• PROBLEM
Copy out the lines beginning at the one with "open laptop screen --> bounding box" and ending at the last line of the data, both included; pictures stay out.

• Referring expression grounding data
━━━━━━━━━━
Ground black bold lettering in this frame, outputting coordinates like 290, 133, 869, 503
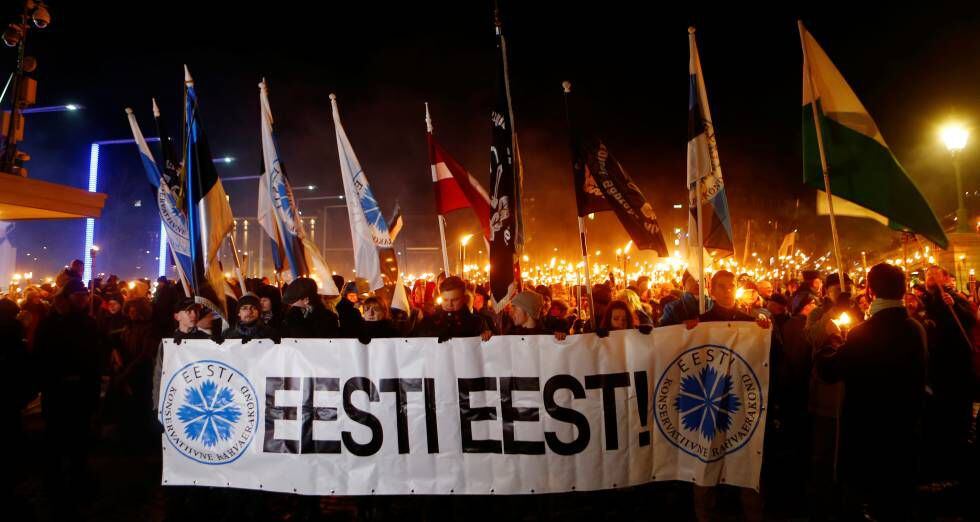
543, 375, 590, 455
457, 377, 502, 453
424, 378, 439, 453
264, 377, 300, 454
380, 378, 423, 454
585, 372, 631, 450
302, 377, 341, 454
500, 377, 544, 455
342, 377, 383, 456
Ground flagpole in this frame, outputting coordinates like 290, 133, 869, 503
425, 103, 452, 276
496, 6, 524, 269
562, 80, 596, 329
696, 177, 706, 314
799, 21, 847, 292
690, 27, 708, 314
741, 219, 751, 267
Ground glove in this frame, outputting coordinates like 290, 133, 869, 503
241, 336, 253, 344
437, 335, 451, 344
595, 328, 610, 338
638, 324, 653, 335
358, 336, 372, 345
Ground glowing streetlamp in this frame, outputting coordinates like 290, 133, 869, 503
459, 234, 474, 275
940, 122, 970, 232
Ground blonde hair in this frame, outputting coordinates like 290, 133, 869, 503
616, 289, 643, 314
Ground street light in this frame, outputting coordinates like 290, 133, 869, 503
941, 122, 970, 232
459, 234, 474, 275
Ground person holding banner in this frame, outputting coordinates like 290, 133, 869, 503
413, 276, 493, 341
281, 277, 340, 338
684, 270, 771, 522
222, 294, 279, 342
686, 271, 772, 330
500, 290, 568, 341
356, 296, 400, 341
659, 271, 701, 327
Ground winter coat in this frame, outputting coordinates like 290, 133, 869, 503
223, 319, 279, 342
814, 307, 926, 489
282, 304, 340, 339
413, 308, 491, 340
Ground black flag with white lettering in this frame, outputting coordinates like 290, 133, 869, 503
488, 19, 521, 311
574, 136, 668, 255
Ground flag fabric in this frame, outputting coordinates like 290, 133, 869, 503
125, 106, 192, 295
390, 277, 410, 312
152, 98, 183, 208
571, 134, 611, 217
182, 65, 235, 317
387, 202, 403, 242
258, 79, 311, 280
256, 168, 283, 273
799, 22, 949, 249
0, 222, 15, 285
330, 94, 396, 291
571, 135, 668, 255
778, 230, 797, 259
488, 22, 521, 311
428, 133, 493, 240
816, 190, 889, 226
688, 28, 736, 256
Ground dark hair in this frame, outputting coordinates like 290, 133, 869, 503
710, 270, 735, 289
440, 276, 466, 293
550, 299, 569, 315
601, 300, 636, 330
868, 263, 905, 300
362, 296, 388, 318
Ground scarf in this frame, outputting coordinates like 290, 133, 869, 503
870, 298, 904, 317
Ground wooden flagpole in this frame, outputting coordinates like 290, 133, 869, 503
425, 103, 452, 277
800, 21, 847, 293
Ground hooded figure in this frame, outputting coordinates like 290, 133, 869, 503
254, 284, 284, 331
282, 278, 340, 338
224, 294, 279, 342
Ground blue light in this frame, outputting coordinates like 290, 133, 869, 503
82, 143, 99, 283
158, 221, 167, 278
65, 104, 79, 111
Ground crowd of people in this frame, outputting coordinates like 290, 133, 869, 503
3, 256, 978, 520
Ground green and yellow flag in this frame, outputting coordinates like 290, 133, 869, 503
800, 21, 949, 248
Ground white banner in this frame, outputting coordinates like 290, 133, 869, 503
159, 323, 770, 495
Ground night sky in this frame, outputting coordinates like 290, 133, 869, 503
6, 2, 979, 280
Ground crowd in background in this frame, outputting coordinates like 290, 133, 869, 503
3, 256, 978, 521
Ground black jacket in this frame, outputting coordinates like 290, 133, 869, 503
815, 307, 926, 485
699, 304, 755, 323
413, 308, 491, 339
223, 319, 279, 342
282, 305, 340, 338
920, 289, 975, 397
358, 320, 400, 341
34, 307, 103, 416
506, 323, 550, 336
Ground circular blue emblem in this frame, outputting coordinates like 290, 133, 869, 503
654, 345, 763, 463
160, 359, 259, 465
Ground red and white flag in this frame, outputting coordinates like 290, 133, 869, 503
428, 133, 492, 240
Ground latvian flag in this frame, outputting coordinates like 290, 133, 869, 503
428, 133, 492, 240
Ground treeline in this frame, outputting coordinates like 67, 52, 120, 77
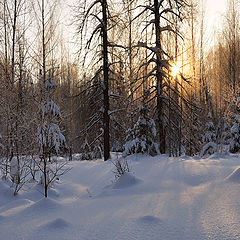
0, 0, 240, 164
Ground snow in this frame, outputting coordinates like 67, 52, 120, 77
38, 123, 66, 154
226, 166, 240, 182
45, 80, 57, 90
10, 157, 18, 180
2, 154, 240, 239
112, 172, 140, 189
41, 99, 61, 119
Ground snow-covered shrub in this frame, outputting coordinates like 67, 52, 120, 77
9, 157, 30, 195
229, 116, 240, 153
92, 145, 102, 159
79, 139, 93, 160
228, 96, 240, 153
111, 140, 124, 152
222, 122, 231, 145
79, 139, 102, 160
112, 157, 130, 179
200, 112, 217, 157
39, 167, 50, 186
38, 162, 69, 187
123, 105, 159, 156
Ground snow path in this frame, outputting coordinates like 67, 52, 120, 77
1, 154, 240, 240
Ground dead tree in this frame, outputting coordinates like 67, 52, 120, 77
74, 0, 119, 160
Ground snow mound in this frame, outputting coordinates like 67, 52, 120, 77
40, 218, 70, 230
226, 167, 240, 182
113, 173, 140, 189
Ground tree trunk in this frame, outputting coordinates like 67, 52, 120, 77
102, 0, 110, 161
154, 0, 165, 154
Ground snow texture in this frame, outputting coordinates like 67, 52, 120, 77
112, 173, 140, 189
226, 166, 240, 182
1, 154, 240, 240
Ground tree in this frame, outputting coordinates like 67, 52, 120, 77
124, 105, 159, 156
200, 112, 217, 157
33, 0, 68, 197
229, 96, 240, 153
133, 0, 189, 154
0, 0, 35, 181
74, 0, 125, 160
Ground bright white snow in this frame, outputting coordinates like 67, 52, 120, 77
1, 153, 240, 239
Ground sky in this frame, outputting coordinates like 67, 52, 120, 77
204, 0, 228, 46
59, 0, 229, 57
206, 0, 227, 30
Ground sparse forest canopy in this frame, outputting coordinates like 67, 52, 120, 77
0, 0, 239, 166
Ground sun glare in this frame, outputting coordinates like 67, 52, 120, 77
171, 63, 181, 78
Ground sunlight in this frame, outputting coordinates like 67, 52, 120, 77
171, 62, 181, 78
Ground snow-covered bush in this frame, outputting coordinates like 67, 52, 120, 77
228, 96, 240, 153
79, 139, 102, 160
79, 139, 93, 160
92, 145, 102, 159
200, 112, 217, 157
123, 105, 159, 156
229, 116, 240, 153
9, 156, 31, 195
219, 121, 231, 146
112, 157, 130, 179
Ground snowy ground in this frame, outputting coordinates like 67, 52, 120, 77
1, 153, 240, 240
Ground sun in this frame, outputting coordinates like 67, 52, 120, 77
171, 63, 181, 78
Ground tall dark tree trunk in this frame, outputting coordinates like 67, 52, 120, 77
102, 0, 110, 161
11, 0, 17, 87
154, 0, 165, 154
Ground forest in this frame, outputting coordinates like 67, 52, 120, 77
3, 1, 240, 239
1, 0, 240, 192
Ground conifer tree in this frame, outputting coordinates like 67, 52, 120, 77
200, 112, 217, 157
38, 77, 67, 197
124, 105, 159, 156
229, 96, 240, 153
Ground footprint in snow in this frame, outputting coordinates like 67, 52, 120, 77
39, 218, 71, 230
138, 215, 162, 224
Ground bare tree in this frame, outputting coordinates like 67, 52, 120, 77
74, 0, 124, 160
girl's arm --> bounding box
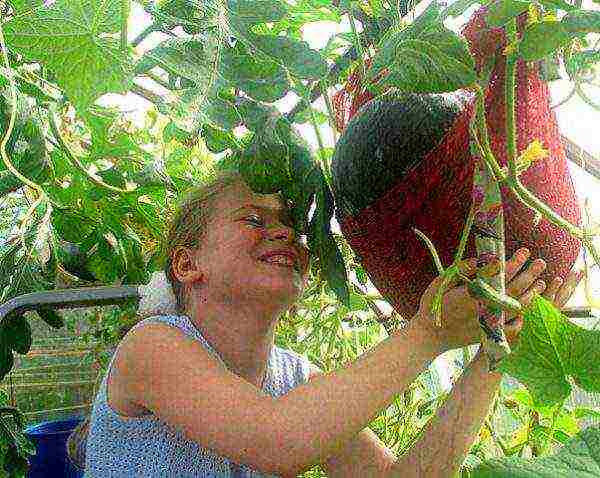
[388,349,501,478]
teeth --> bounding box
[263,255,294,267]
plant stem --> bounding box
[144,71,170,90]
[130,82,166,107]
[320,79,339,144]
[454,202,475,264]
[550,85,576,110]
[473,87,588,241]
[48,110,129,195]
[306,98,329,177]
[575,82,600,112]
[121,0,131,51]
[504,22,519,178]
[347,7,367,80]
[0,24,46,196]
[131,24,156,48]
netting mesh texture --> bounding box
[330,7,581,319]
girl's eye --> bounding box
[245,214,264,226]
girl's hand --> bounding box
[502,249,584,346]
[414,249,584,354]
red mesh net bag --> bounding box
[331,7,582,320]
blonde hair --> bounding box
[164,169,244,310]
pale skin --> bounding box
[129,178,582,477]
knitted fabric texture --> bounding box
[83,315,310,477]
[331,7,581,320]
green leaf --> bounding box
[239,136,291,194]
[0,314,32,355]
[86,233,125,283]
[471,425,600,477]
[0,344,14,381]
[519,22,571,62]
[562,10,600,34]
[220,46,290,102]
[52,209,94,244]
[369,1,441,80]
[135,39,215,89]
[202,124,238,153]
[420,26,475,69]
[485,0,530,27]
[205,97,242,130]
[37,307,64,329]
[293,107,329,125]
[441,0,482,19]
[538,0,576,11]
[153,0,224,33]
[226,0,289,28]
[566,49,600,77]
[4,0,133,110]
[497,296,600,407]
[382,39,477,93]
[309,183,349,307]
[249,35,328,79]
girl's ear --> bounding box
[170,246,204,285]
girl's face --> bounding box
[193,180,310,307]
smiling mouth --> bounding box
[259,255,299,272]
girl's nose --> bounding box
[267,223,295,243]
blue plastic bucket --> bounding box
[24,416,85,478]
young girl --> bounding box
[71,169,579,477]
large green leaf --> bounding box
[0,314,32,355]
[220,46,290,102]
[239,136,291,194]
[226,0,289,29]
[562,10,600,34]
[152,0,224,33]
[369,1,441,80]
[4,0,133,110]
[381,38,477,93]
[471,425,600,477]
[519,22,571,61]
[249,35,328,79]
[135,39,216,89]
[497,296,600,407]
[308,183,350,307]
[485,0,530,27]
[420,26,475,70]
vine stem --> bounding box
[0,21,48,243]
[0,26,46,195]
[347,7,367,81]
[320,79,339,144]
[306,97,329,177]
[47,109,129,194]
[120,0,130,51]
[575,82,600,112]
[131,23,156,48]
[505,21,519,179]
[472,86,590,242]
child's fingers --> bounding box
[519,280,547,307]
[555,269,584,308]
[507,258,546,298]
[505,248,531,282]
[543,277,563,303]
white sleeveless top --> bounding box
[84,314,311,477]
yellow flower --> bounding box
[516,139,549,174]
[503,42,518,56]
[543,12,559,22]
[527,4,540,26]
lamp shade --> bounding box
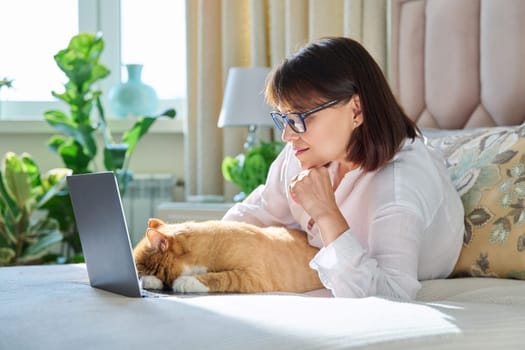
[217,67,274,128]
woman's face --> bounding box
[279,96,362,169]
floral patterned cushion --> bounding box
[424,124,525,279]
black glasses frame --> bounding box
[270,99,340,133]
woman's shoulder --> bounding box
[389,137,439,170]
[368,137,450,202]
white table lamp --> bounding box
[217,67,274,150]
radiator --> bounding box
[122,174,175,246]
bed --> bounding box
[2,1,525,349]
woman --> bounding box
[222,37,464,300]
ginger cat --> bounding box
[133,218,323,294]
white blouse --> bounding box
[222,137,465,300]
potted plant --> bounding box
[42,32,176,260]
[222,141,284,202]
[0,152,71,266]
[44,32,176,190]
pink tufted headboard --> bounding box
[389,0,525,129]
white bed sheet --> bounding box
[1,264,524,350]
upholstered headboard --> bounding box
[389,0,525,129]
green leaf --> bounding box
[20,153,42,189]
[104,144,128,171]
[44,110,97,158]
[21,219,63,260]
[0,207,17,246]
[3,152,32,208]
[243,153,268,193]
[42,168,73,188]
[43,109,69,123]
[222,155,243,184]
[37,170,72,208]
[54,33,109,88]
[96,95,114,145]
[67,255,85,264]
[0,166,18,217]
[122,117,156,157]
[122,108,176,157]
[221,157,236,182]
[0,171,20,245]
[47,135,68,154]
[0,247,16,265]
[221,141,284,196]
[161,108,177,118]
[56,140,92,174]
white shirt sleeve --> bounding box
[310,203,423,300]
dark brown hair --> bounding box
[265,36,419,172]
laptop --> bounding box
[67,171,171,298]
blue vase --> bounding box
[108,64,159,118]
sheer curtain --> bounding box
[185,0,388,202]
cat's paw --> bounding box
[173,276,209,293]
[140,275,164,290]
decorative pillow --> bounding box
[424,124,525,279]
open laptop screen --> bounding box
[67,172,142,297]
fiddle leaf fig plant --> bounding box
[222,141,284,201]
[0,152,71,266]
[44,32,176,190]
[42,32,176,258]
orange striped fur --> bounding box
[133,218,323,293]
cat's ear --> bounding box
[148,218,165,229]
[146,229,169,253]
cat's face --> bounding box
[133,218,185,287]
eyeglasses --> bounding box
[270,99,340,133]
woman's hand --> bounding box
[289,167,349,245]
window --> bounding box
[0,0,186,121]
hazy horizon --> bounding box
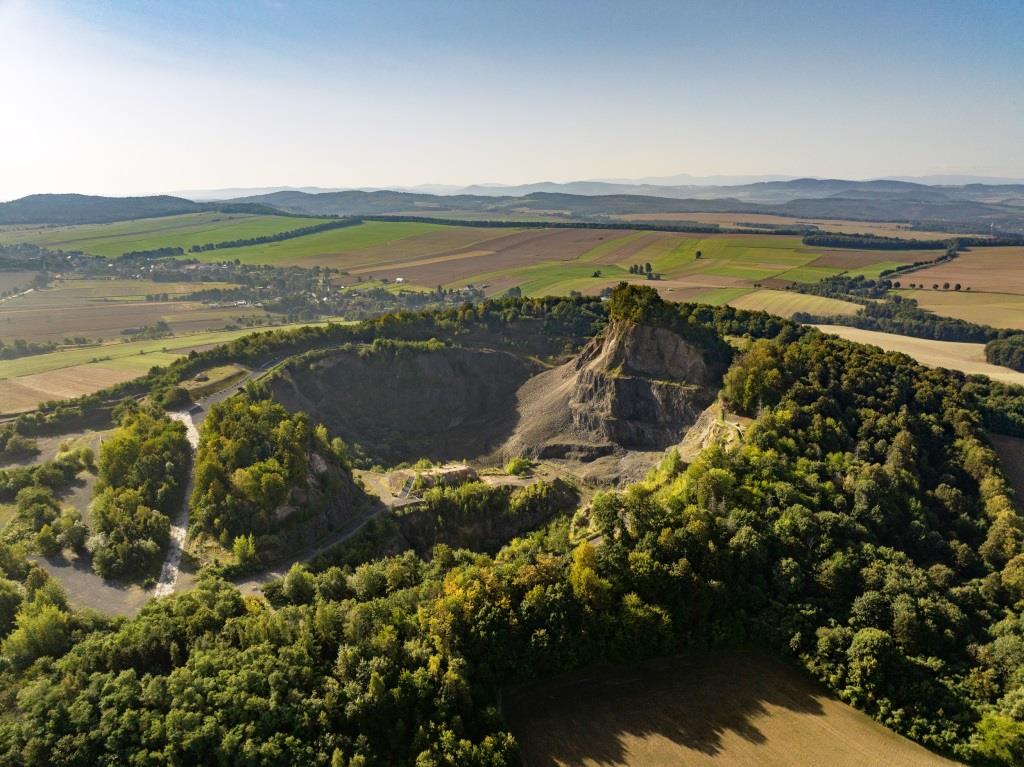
[2,0,1022,201]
━━━━━━━━━━
• EXERCISE RESULT
open laptop screen --> bounding box
[67,172,142,297]
fiddle leaf fig plant --> bounding box
[222,141,284,201]
[0,152,71,266]
[44,32,176,190]
[42,32,176,258]
orange striped fur --> bounding box
[133,218,323,293]
cat's ear --> bounding box
[148,218,165,229]
[146,229,169,253]
cat's face --> bounding box
[133,218,185,287]
eyeglasses --> bounding box
[270,99,340,133]
woman's hand --> bounding box
[289,167,349,245]
window --> bounding box
[0,0,186,121]
hazy horizon --> bounding box
[2,0,1022,201]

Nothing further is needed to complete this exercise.